[Given problem] Can you rewrite the listing lines between the one holding "like point(138, 252)." and the one holding "point(28, 256)", inclusive, changing "table" to "counter" and leaving everything else as it is?

[Stored data]
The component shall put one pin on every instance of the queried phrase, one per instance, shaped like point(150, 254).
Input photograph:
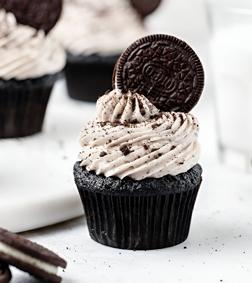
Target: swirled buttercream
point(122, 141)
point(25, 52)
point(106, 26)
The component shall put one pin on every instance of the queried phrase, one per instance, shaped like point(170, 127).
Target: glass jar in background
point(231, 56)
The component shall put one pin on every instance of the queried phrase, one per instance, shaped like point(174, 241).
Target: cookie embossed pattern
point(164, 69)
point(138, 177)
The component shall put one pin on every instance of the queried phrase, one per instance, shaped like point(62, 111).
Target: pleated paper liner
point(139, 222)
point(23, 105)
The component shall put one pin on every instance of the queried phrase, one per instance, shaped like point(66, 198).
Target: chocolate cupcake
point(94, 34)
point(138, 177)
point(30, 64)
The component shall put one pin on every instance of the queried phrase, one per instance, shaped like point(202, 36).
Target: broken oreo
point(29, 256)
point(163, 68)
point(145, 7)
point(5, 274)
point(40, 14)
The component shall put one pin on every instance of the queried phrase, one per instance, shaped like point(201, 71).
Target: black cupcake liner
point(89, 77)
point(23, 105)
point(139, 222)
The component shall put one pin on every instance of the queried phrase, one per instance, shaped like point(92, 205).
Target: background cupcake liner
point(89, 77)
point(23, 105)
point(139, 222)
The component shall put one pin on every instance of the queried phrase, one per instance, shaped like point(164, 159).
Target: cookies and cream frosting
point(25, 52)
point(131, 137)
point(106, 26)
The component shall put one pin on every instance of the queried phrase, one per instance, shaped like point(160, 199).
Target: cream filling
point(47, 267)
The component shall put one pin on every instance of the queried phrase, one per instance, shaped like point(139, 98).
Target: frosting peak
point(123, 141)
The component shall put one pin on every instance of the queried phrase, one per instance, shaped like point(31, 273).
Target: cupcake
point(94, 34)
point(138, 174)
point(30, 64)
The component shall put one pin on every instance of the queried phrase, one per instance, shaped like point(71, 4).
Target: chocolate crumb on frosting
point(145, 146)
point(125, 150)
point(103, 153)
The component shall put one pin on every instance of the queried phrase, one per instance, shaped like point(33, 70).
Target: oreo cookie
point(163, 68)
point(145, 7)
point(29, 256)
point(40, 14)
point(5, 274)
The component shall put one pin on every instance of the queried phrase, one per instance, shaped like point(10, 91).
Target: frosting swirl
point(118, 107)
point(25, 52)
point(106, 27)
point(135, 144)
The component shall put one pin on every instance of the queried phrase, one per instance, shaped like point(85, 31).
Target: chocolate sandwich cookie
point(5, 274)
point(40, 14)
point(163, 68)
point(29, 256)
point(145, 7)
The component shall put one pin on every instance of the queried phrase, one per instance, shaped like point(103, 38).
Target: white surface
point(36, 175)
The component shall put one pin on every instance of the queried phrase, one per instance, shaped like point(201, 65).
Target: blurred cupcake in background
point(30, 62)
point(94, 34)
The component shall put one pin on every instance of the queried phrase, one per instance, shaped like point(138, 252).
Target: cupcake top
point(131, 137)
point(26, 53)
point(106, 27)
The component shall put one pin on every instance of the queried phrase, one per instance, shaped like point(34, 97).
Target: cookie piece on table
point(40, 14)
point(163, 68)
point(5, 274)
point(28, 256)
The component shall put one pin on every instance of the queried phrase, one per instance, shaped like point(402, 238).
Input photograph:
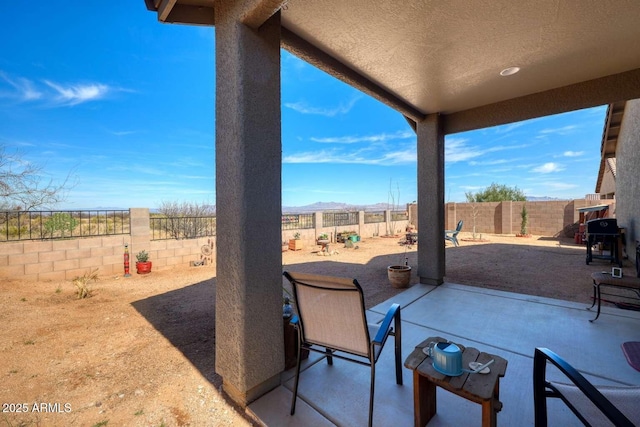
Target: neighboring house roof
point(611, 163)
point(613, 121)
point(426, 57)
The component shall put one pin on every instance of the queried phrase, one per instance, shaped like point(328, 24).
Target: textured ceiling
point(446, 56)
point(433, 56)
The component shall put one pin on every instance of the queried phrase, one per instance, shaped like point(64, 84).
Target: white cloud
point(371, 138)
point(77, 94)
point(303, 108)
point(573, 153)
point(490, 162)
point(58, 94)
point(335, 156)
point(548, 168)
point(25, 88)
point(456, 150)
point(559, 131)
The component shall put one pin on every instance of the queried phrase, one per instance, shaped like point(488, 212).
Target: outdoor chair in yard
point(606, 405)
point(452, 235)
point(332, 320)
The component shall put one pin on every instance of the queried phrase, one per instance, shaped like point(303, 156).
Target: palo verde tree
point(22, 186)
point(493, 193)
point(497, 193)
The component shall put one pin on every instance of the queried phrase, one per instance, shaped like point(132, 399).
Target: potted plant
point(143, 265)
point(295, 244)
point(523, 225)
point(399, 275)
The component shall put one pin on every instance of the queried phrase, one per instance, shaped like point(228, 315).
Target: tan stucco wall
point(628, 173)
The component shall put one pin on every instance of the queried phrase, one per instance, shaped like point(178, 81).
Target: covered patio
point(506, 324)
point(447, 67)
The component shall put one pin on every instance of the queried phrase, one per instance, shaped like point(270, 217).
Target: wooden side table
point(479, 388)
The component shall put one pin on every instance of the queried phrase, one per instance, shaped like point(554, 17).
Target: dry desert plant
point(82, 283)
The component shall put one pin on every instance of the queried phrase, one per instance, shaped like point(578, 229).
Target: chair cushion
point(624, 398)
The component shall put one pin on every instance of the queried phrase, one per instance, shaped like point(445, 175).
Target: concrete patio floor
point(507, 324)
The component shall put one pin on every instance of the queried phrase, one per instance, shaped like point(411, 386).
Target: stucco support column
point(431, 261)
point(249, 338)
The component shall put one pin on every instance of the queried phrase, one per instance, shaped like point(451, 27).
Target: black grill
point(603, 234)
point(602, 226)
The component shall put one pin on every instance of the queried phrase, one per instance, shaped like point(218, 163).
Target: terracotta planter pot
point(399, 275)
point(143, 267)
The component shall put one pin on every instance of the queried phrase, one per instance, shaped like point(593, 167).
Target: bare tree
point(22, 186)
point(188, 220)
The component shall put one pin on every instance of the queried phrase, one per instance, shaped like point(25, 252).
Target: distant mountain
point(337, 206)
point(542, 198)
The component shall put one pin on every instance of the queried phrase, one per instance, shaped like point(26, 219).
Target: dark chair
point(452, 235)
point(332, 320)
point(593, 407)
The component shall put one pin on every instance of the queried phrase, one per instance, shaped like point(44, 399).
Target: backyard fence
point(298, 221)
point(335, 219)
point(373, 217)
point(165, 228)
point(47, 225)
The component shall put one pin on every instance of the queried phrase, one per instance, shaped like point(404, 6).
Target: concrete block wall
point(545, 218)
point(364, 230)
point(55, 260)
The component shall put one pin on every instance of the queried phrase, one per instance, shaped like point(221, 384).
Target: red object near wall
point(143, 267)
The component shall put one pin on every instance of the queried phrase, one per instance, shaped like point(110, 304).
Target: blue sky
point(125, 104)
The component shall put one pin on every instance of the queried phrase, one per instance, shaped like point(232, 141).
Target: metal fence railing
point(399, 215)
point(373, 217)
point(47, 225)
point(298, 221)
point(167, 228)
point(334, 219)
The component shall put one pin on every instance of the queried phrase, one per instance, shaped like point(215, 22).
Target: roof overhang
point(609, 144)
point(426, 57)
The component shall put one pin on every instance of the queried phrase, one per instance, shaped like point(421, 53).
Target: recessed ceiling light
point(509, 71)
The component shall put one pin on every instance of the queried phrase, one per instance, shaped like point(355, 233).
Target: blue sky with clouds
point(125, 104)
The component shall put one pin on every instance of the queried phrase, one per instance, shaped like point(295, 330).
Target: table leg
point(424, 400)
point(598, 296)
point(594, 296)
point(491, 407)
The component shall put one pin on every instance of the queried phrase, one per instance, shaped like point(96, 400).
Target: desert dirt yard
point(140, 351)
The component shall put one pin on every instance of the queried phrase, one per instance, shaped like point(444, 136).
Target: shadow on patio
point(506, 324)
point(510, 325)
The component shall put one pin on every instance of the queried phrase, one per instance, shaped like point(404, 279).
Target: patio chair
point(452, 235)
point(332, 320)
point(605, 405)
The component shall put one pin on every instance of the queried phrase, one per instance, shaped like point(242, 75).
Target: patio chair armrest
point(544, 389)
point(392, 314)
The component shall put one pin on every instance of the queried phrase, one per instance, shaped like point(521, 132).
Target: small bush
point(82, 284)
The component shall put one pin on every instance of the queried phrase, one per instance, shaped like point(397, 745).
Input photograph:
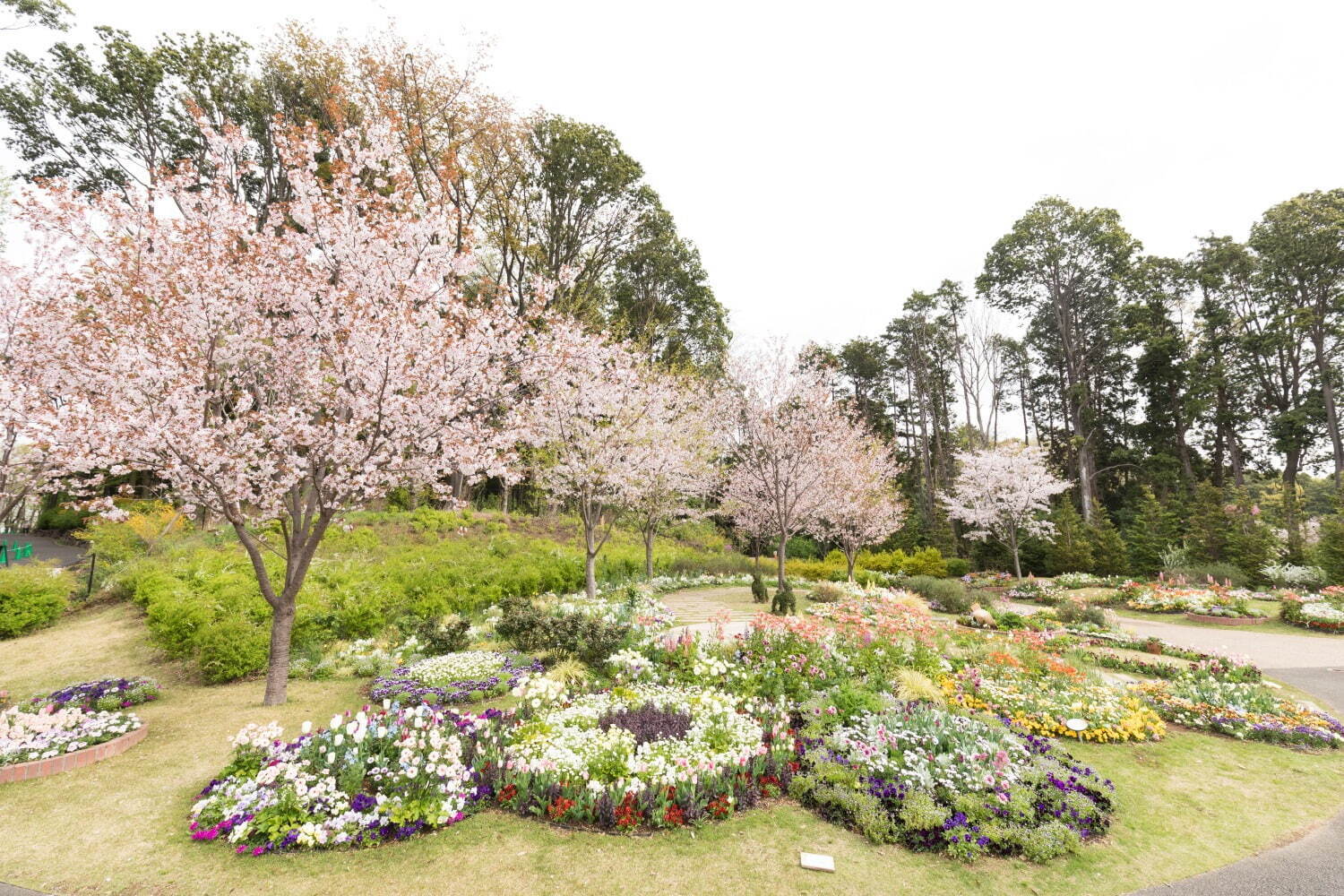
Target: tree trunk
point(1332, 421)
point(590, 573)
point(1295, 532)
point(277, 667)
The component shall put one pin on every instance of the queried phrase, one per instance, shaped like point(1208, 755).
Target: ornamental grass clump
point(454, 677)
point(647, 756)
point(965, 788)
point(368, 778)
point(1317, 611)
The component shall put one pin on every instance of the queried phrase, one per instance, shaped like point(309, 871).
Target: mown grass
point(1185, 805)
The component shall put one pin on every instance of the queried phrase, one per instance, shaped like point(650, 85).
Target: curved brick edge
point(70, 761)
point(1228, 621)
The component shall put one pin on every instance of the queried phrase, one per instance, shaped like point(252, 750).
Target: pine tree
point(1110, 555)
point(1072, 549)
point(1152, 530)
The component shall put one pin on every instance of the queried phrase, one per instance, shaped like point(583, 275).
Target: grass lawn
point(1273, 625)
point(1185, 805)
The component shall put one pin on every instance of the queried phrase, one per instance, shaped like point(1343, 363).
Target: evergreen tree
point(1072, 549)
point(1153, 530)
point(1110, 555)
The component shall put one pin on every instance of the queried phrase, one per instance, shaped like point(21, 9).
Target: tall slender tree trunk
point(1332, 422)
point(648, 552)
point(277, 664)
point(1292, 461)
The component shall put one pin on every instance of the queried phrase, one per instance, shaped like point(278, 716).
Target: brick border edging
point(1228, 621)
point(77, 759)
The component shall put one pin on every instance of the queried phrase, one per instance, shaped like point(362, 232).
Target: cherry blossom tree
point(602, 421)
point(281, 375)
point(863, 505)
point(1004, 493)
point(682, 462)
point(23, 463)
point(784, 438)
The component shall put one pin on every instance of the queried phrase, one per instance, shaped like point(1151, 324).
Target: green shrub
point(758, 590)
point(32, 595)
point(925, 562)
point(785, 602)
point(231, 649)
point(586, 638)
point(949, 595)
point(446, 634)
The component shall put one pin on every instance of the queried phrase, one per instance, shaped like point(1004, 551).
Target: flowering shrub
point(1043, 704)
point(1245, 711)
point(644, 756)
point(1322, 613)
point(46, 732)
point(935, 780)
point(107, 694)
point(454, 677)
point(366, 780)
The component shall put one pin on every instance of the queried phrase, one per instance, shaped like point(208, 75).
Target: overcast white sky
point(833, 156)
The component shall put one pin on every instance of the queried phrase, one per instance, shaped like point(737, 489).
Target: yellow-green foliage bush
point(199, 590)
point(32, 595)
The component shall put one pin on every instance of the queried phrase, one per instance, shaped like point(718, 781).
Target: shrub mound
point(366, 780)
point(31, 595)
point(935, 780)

[The completed task]
The component shall put one pin on every instance of the queried phrase, one per instance, shaped like point(138, 252).
Target: cupcake top
point(131, 137)
point(26, 53)
point(106, 27)
The component shall put one pin on every instance of the queried phrase, one per instance, shaped like point(34, 97).
Target: cookie piece on counter
point(40, 14)
point(163, 68)
point(5, 274)
point(28, 256)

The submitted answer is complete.